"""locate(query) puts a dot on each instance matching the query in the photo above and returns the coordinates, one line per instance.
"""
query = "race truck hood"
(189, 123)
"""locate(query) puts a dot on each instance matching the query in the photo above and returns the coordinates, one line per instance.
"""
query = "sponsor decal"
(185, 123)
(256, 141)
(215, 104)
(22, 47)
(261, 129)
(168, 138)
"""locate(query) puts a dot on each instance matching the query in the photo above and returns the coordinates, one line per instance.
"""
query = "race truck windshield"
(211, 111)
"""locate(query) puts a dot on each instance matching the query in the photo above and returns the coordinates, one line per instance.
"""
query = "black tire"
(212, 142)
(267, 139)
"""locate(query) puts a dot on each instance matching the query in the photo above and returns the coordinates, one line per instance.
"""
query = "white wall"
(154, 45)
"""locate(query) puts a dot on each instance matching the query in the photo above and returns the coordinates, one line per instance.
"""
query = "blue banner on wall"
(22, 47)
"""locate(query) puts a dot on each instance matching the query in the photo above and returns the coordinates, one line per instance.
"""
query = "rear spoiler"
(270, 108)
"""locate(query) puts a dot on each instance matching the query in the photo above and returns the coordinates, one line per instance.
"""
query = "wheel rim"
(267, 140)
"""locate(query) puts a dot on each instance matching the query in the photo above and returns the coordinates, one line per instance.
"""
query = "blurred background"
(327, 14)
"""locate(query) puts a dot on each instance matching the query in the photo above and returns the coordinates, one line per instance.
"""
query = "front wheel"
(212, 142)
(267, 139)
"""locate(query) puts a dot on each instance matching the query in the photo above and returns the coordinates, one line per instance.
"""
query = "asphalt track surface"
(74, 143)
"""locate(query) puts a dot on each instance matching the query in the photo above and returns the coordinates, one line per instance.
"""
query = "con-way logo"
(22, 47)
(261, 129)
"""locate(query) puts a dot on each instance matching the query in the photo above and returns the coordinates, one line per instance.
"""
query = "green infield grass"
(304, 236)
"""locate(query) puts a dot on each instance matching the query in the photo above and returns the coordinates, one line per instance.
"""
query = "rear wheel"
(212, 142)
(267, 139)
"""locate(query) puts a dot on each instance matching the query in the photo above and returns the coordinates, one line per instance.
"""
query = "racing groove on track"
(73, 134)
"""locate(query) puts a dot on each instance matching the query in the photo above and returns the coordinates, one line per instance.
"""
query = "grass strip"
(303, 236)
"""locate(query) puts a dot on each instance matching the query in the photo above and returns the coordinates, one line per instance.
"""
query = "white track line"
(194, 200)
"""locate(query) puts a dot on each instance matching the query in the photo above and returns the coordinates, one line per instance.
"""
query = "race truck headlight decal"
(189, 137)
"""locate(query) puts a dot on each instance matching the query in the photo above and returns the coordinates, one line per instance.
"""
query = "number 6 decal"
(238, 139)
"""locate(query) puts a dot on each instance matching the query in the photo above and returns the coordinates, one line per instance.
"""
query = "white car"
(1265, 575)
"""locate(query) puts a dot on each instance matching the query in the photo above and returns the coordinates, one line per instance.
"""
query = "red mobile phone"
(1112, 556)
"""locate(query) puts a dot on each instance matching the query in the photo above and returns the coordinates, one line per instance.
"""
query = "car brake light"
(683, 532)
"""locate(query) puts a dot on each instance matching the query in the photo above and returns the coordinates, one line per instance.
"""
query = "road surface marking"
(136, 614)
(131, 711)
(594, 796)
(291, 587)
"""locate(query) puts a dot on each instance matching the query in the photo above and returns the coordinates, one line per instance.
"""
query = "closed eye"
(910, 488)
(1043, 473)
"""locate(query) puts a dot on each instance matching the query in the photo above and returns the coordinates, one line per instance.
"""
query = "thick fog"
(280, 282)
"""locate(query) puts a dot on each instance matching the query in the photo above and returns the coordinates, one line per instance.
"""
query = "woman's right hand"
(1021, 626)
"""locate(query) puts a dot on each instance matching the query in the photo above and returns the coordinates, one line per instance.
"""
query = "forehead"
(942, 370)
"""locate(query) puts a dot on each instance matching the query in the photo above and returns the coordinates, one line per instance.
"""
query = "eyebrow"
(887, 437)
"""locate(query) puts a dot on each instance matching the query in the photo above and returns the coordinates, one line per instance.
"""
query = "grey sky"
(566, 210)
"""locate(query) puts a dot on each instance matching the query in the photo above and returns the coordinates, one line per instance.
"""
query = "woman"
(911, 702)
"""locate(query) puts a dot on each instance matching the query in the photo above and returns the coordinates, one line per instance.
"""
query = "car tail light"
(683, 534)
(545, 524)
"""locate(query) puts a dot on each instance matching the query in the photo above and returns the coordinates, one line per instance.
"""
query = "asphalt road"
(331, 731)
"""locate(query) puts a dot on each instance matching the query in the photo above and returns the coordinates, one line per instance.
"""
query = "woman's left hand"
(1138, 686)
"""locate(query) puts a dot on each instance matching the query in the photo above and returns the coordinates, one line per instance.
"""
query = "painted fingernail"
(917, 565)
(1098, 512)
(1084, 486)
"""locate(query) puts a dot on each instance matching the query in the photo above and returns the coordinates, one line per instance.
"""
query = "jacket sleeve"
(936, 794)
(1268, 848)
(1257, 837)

::::

**DIRECTIONS FOR THIS TASK:** Retype the entries exactly, including every line.

**REPLY:**
"""locate(query) puts a dot on each instance matching the query in the photo above and returns the coordinates, one line per instance.
"""
query = "race truck hood"
(189, 123)
"""locate(query) puts a dot on each instance matching the query in the photo above and returns the coordinates, one line per instance.
"""
query = "sponsor decal"
(185, 123)
(256, 141)
(215, 104)
(22, 47)
(261, 129)
(168, 138)
"""locate(query) puts a dot on each instance matching the query in the photo above and returns the coordinates, one line per instance.
"""
query = "race truck windshield"
(211, 111)
"""locate(query) puts a dot on each instance matching the query in the photo above and returns the coordinates, one line per instance.
"""
query = "black tire"
(212, 142)
(267, 139)
"""locate(query) puts a dot on each instance matching the query in the photo above and returns the coordinates, one line per instance.
"""
query = "white wall"
(154, 45)
"""locate(query) puts a dot on each instance matching the query in the photo above and returns the coordinates, one line per instance.
"""
query = "blue banner on wall"
(22, 47)
"""locate(query) puts a dot on each instance matching the query in the photo above and returns the coordinates, one line per instance.
"""
query = "rear spoiler"
(270, 108)
"""locate(query) puts a dot on each instance matching the query in the photo above and returns the coordinates, one line per instance.
"""
query = "wheel rim"
(267, 140)
"""locate(query) puts a dot on each instance matching the query in the photo above and returns the coordinates, one line per instance.
"""
query = "blurred background"
(327, 14)
"""locate(query) puts a dot on each instance matching the query in the photo above and returns the coordinates, one line per instance.
"""
query = "front wheel"
(212, 142)
(267, 139)
"""locate(query) puts a dot on each instance matching the query in the photo above and returns the coordinates, one line per instance.
"""
query = "asphalt track surface"
(74, 143)
"""locate(query) puts a dot on each instance matching the query in the photo above and returns the coordinates, one line per instance.
"""
query = "con-way logo"
(22, 47)
(261, 129)
"""locate(query) puts a dot on each instance matching the query in the photo above and returns the coordinates, one line per instance.
"""
query = "green infield grass"
(304, 236)
"""locate(query) puts a dot on each instance matching the query in the photo above and returns the coordinates, one line per instance.
"""
query = "rear wheel"
(212, 142)
(267, 139)
"""locate(query) puts a dot on each instance matching the query in the photo above and returns the coordinates, one line per instance.
"""
query = "racing groove on track"
(73, 134)
"""locate(query) puts a dot on each instance matching the query in the photo above and returns the coordinates, one line per instance.
"""
query = "grass strip"
(303, 236)
"""locate(query) puts a dot on each instance matching the query in the photo above and returns the coordinates, one line per instance.
"""
query = "white track line"
(194, 200)
"""locate(query) puts a dot on each instance matching the query in the photo above and returns the coordinates, one line per instance.
"""
query = "race truck headlight decal"
(189, 137)
"""locate(query) puts a dot on each instance matching the query in the photo above and returns the coordinates, one line per instance.
"""
query = "number 6 decal"
(238, 139)
"""locate(query) puts a dot on each instance matching the query in the photo above and returns the coordinates, one line per instance.
"""
query = "white car"
(1265, 575)
"""locate(query) puts a dot on each instance matching the query in the photo above and returns the coordinates, one line per instance.
"""
query = "red mobile phone"
(1112, 556)
"""locate(query) puts a dot on each instance matching the query in the photo above and returns the coordinates, one line per instance.
"""
query = "car brake light"
(683, 532)
"""locate(query) puts a dot on each instance matching the query in the photo above and returns the coordinates, one line per instance.
"""
query = "road surface marking"
(136, 614)
(131, 711)
(594, 796)
(291, 587)
"""locate(query) puts a dot on each instance matching the query in the photo above and returns the coordinates, one line per instance.
"""
query = "closed eye"
(910, 488)
(1043, 473)
"""locate(query) puts a dot on each instance matching the query in the photo above and returns the coordinates, one line per instance.
"""
query = "thick fog"
(280, 282)
"""locate(query) puts a dot on each instance matching the query in the photo above and returns the coordinates, one line per instance.
"""
query = "woman's right hand"
(1021, 626)
"""locate(query) puts a dot on each instance matching the query in the photo above and returns the coordinates, one line per instance.
"""
query = "forehead"
(942, 370)
"""locate(query) puts a dot on each instance matching the query in the photo above and returns the coordinates, one line per instance.
"""
query = "eyebrow"
(887, 437)
"""locate(query) puts a dot on each instance matching the query in the photo above and returns the coordinates, one line per instance.
"""
query = "grey sky"
(566, 210)
"""locate(query) puts a dot on each instance matching the query in the photo above and returns the coordinates, one line per instance.
"""
query = "woman"
(911, 702)
"""locate(query) puts a dot on each instance matching the query in the photo above and returns the coordinates, one line per instance.
"""
query = "car tail light"
(683, 534)
(545, 524)
"""locate(query) puts a dot on each instance matching the query in the photo above and returns the coordinates, one line per instance.
"""
query = "asphalt road"
(331, 731)
"""locate(query) puts a dot on each instance matching the query in the photo above and returns the coordinates, one line per instance.
"""
query = "woman's left hand"
(1138, 686)
"""locate(query) puts a dot on each instance matching the query in the photo above and returns the coordinates, one line per instance.
"""
query = "painted fingernail"
(917, 565)
(1098, 512)
(1084, 486)
"""locate(query) puts a dot on each instance matching the query in the photo above and returns the coordinates, one line per instance.
"""
query = "jacket sleeve"
(936, 794)
(1268, 848)
(1257, 837)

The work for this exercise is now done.